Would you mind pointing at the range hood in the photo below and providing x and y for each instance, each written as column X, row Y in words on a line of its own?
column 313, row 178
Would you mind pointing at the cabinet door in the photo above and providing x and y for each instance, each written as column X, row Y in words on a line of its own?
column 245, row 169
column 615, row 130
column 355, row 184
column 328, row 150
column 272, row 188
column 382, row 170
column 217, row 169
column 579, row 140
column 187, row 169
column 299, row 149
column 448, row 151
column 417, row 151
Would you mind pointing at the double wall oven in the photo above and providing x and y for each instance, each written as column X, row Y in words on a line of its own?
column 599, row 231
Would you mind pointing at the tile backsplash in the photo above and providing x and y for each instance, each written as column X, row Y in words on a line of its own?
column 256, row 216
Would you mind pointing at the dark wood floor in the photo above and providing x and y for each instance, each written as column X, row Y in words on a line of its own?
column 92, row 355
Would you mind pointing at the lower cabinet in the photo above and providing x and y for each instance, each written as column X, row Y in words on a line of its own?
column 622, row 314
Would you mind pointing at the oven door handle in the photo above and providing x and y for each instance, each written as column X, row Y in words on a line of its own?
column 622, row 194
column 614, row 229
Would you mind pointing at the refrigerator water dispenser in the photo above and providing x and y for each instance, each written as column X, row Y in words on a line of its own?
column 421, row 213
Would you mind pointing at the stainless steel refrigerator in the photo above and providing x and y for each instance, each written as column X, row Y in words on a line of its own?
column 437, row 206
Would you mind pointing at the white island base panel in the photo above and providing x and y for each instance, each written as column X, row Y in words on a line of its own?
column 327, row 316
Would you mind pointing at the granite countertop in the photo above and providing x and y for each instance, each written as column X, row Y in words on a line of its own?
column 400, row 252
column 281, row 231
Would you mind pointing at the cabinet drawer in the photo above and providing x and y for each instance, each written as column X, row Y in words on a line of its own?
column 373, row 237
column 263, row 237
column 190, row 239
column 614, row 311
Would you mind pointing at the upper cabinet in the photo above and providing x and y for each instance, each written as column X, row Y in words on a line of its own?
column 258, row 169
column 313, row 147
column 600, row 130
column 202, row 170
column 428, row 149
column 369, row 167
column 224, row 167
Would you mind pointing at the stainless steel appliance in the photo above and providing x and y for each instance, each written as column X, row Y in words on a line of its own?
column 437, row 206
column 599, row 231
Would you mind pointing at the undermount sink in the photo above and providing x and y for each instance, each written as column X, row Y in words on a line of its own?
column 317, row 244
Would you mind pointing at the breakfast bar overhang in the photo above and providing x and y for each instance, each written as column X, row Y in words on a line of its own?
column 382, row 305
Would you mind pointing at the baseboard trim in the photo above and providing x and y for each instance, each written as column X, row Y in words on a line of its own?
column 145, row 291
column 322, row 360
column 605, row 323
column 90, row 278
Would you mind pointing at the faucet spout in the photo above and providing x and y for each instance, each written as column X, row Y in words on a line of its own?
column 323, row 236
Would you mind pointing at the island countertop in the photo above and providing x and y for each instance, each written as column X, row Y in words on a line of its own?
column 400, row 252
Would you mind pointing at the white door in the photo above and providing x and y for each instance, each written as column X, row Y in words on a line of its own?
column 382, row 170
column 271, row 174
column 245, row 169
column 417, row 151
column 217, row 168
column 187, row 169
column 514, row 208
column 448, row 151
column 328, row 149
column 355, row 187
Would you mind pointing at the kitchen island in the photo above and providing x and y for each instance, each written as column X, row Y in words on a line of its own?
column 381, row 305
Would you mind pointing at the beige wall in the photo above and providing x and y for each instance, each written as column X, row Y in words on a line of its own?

————————

◆ DIRECTIONS FOR THIS TASK
Return the entire listing above word for word, from its first line to its last.

◆ THE SOLUTION
Would you mind pointing at the range hood in the photo below and providing x and y for each instance, each written as column X, row Y in words on a line of its own?
column 313, row 178
Would you mind pointing at the cabinet door in the photo above and providing x and y for each instance, each written as column X, row Y in words on a line of its own?
column 245, row 169
column 615, row 130
column 355, row 184
column 328, row 150
column 272, row 188
column 382, row 170
column 217, row 169
column 579, row 140
column 187, row 169
column 299, row 149
column 448, row 151
column 417, row 151
Would you mind pointing at the double wall oven in the photo above and providing x and y for each instance, each written as column X, row Y in words on a line of its own?
column 599, row 231
Would you mind pointing at the tile backsplash in the photo above and providing x and y for each instance, each written as column X, row Y in words on a line of its own?
column 256, row 216
Would you mind pointing at the dark wood floor in the photo above and providing x and y for each instance, each written as column X, row Y in words on a line of its own?
column 92, row 355
Would you mind pointing at the lower cabinet in the photo above and providing x and y for each instance, each written as column X, row Y in words on a line of its own?
column 622, row 314
Would you mind pointing at the oven door handle in the photo above and providing x and y for each instance, each written as column X, row Y in words on a line of its own?
column 622, row 194
column 614, row 229
Would you mind pointing at the refrigerator water dispenser in the photo above and providing x and y for each instance, each written as column X, row Y in words on a line of its own?
column 421, row 213
Would you mind pointing at the stainless steel refrigerator in the photo above and providing x and y for each instance, each written as column X, row Y in words on a line of its own?
column 437, row 206
Would you mind pointing at the white island base panel in the photo above and providing x and y for each instance, each written as column X, row Y in words on a line of its own?
column 327, row 316
Would you mind pointing at the granite countertop in the photo above and providing x and y for each instance, each written as column X, row Y in words on a line of its own?
column 400, row 252
column 281, row 231
Would you mind pointing at the cabinet drawer in the photo above and providing x and y for each instance, each written as column X, row Y in words on a line of its own?
column 373, row 237
column 263, row 237
column 190, row 239
column 614, row 311
Would you mind pointing at the upper cabinet in the photo above and providing x and y for each instance, each written as column X, row Y in words on a line of its own?
column 258, row 169
column 313, row 147
column 600, row 130
column 202, row 170
column 428, row 149
column 369, row 167
column 224, row 167
Would you mind pointing at the stainless steel appliance in the photo above and providing x and y for each instance, each written as column X, row Y in words on a line of its own?
column 437, row 206
column 599, row 231
Would you mind pointing at the undermount sink in the photo above and providing x and y for each instance, each written as column X, row Y in words on a line of its own?
column 317, row 244
Would you mind pointing at the breakfast bar overhang in the photo above and providing x and y for each instance, each written as column X, row Y in words on a line of its own?
column 382, row 305
Would you mind pointing at the baseboard trim in the photo above and providing x and y for each instance, each written as column X, row Y in words on a line of its own?
column 145, row 291
column 322, row 360
column 605, row 323
column 90, row 278
Would you mind pointing at the faucet spout in the photo above and providing x and y for each instance, each written as column X, row Y in words on a line of its own?
column 323, row 236
Would you mind pointing at the island countertop in the photo above and providing x and y for each instance, each written as column X, row Y in words on a line of its own?
column 400, row 252
Would you mind pointing at the white door in the photo above and providing x and y for each instance, each written as column X, row Y in words on a line of its own?
column 382, row 170
column 271, row 174
column 245, row 169
column 417, row 151
column 217, row 168
column 187, row 169
column 514, row 208
column 448, row 151
column 328, row 149
column 355, row 187
Would you mind pointing at the kitchen island in the photo above and providing x and y for each instance, each written as column X, row Y in words on a line of its own?
column 381, row 305
Would you mind pointing at the beige wall in the photo above and providing x and y for each instance, each written as column X, row Y in words on a line of its own?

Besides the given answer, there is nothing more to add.